• Problem details: Render the records from their beginning through the line that contains "[17,626,1270,949]" as a Markdown table with the columns Row and Text, with one numbered row per line. Omit blank lines and leave out the pictures.

------ Given records

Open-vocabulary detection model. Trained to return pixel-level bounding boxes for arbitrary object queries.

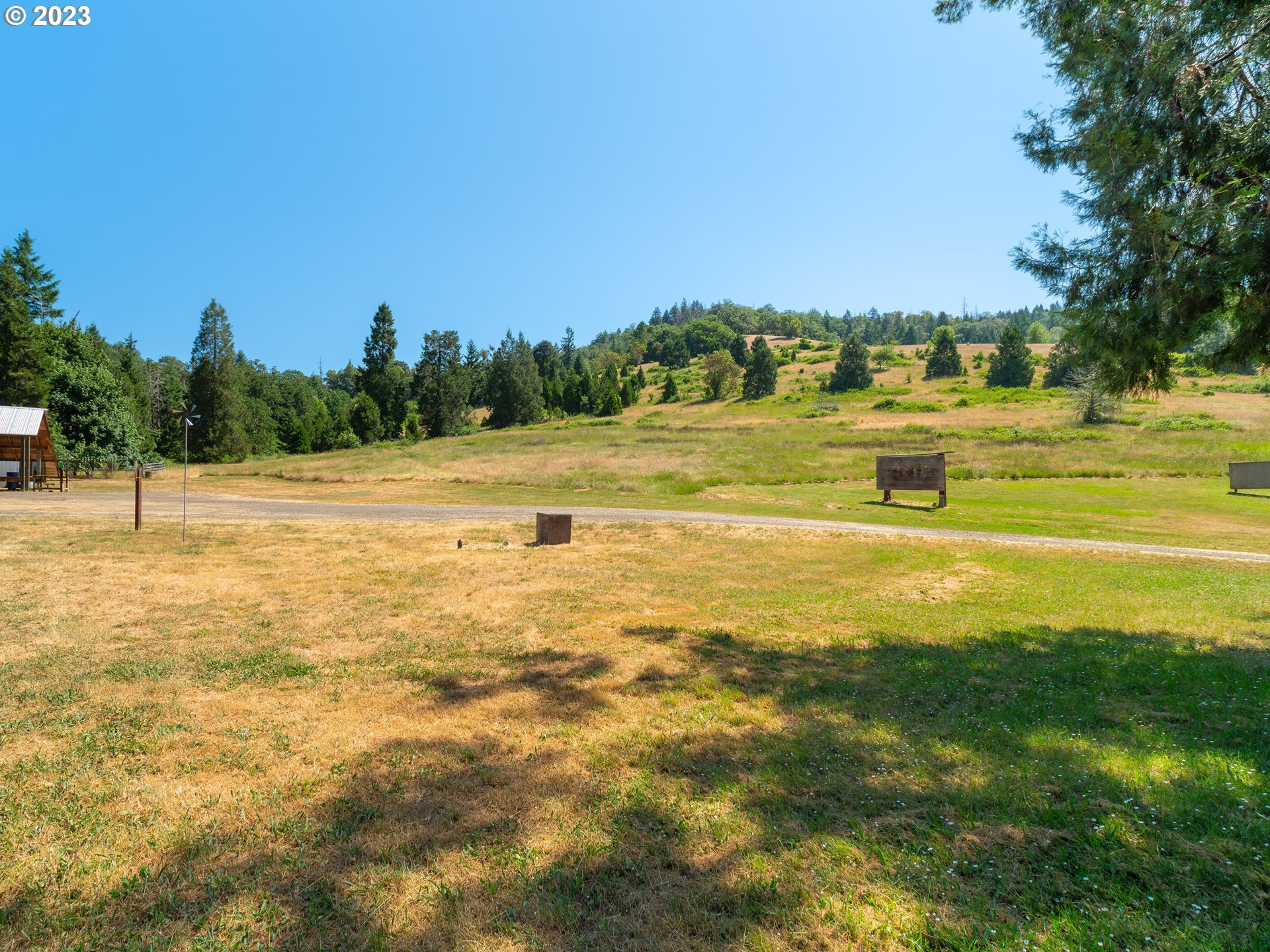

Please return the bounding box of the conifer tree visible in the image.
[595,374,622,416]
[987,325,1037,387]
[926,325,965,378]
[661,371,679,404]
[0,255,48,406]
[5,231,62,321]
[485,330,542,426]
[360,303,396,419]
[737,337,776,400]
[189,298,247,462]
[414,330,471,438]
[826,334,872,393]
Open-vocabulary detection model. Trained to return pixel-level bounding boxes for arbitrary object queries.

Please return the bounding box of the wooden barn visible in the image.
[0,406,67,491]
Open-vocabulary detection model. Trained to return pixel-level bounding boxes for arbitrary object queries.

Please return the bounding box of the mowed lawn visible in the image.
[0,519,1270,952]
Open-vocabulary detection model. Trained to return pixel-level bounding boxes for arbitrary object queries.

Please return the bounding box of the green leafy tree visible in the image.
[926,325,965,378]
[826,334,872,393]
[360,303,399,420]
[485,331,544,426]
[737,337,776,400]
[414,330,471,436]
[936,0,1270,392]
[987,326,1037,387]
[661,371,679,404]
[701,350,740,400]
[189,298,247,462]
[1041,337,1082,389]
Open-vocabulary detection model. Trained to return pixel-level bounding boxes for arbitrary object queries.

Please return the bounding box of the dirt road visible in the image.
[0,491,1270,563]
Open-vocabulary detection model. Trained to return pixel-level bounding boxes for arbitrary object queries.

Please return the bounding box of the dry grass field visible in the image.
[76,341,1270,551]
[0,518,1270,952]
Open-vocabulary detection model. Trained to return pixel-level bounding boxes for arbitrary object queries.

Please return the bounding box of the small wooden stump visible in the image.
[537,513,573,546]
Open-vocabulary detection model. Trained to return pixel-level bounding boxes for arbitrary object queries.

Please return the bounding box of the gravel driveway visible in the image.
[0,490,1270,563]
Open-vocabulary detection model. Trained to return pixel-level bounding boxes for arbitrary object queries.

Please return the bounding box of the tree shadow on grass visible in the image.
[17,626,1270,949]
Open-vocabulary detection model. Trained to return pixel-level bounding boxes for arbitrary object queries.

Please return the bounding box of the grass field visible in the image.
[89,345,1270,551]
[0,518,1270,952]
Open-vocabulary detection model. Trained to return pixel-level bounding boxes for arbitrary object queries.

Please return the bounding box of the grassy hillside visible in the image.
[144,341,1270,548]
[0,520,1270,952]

------------

• Result:
| Row | Text |
|---|---|
| 1 | Open-vocabulary detection model. Trained to return pixel-level bounding boxes for arbitrary object queries. |
| 2 | Please return the bounding box of the conifer tree visible in the image. |
| 3 | [595,374,622,416] |
| 4 | [987,325,1037,387] |
| 5 | [926,325,965,378] |
| 6 | [661,371,679,404] |
| 7 | [0,255,48,406] |
| 8 | [5,231,62,321] |
| 9 | [485,330,542,426] |
| 10 | [360,303,396,419] |
| 11 | [737,337,776,400] |
| 12 | [189,298,247,462] |
| 13 | [414,330,471,438] |
| 14 | [826,334,872,393] |
| 15 | Open-vocabulary detection model. Trained to return pixel-level bounding boxes for arbitrary object queries. |
| 16 | Please return the bounding box of the wooden barn visible in the image. |
| 17 | [0,406,67,491] |
| 18 | Open-vocabulary detection model. Trained to return pixel-level bounding boxes for arbitrary object queries. |
| 19 | Please return the bounding box of the mowed lawn visible in the image. |
| 20 | [0,519,1270,952] |
| 21 | Open-vocabulary detection model. Trained to return pixel-level bounding boxes for arbitrary object queries. |
| 22 | Please return the bounding box of the green leafy tree visible in the image. |
| 23 | [926,325,965,378] |
| 24 | [826,334,872,393] |
| 25 | [360,303,399,420] |
| 26 | [485,331,544,426] |
| 27 | [737,337,776,400] |
| 28 | [414,330,471,436] |
| 29 | [936,0,1270,392] |
| 30 | [987,326,1037,387] |
| 31 | [661,371,679,404] |
| 32 | [701,350,740,400] |
| 33 | [189,298,247,462] |
| 34 | [1041,337,1082,389] |
| 35 | Open-vocabulary detection model. Trained to return pixel-level bounding boxes for arbitrary object queries. |
| 36 | Please return the bounding box of the dirt road visible in the image. |
| 37 | [0,491,1270,563] |
| 38 | Open-vocabulary detection model. Trained to return pixel-level bounding boxes for arbitrary object queries. |
| 39 | Please return the bounding box of the dry grass field visible in the image. |
| 40 | [76,341,1270,551] |
| 41 | [0,518,1270,952] |
| 42 | Open-vocabulary detection model. Trained to return pixel-level bounding boxes for arbitrary object queries. |
| 43 | Please return the bounding box of the small wooden stump visible in the image. |
| 44 | [537,513,573,546] |
| 45 | Open-vocabulary detection model. Trained to return pixel-level bounding boxes for arbitrary object queries. |
| 46 | Please return the bounding box of the gravel driveway visible in the image. |
| 47 | [0,490,1270,563] |
| 48 | Open-vocabulary detection model. Trained to return pixel-level bounding boxes for arbitrary object queries. |
| 49 | Please return the bounding box of the tree shadow on grass visible in the image. |
| 50 | [17,626,1270,949] |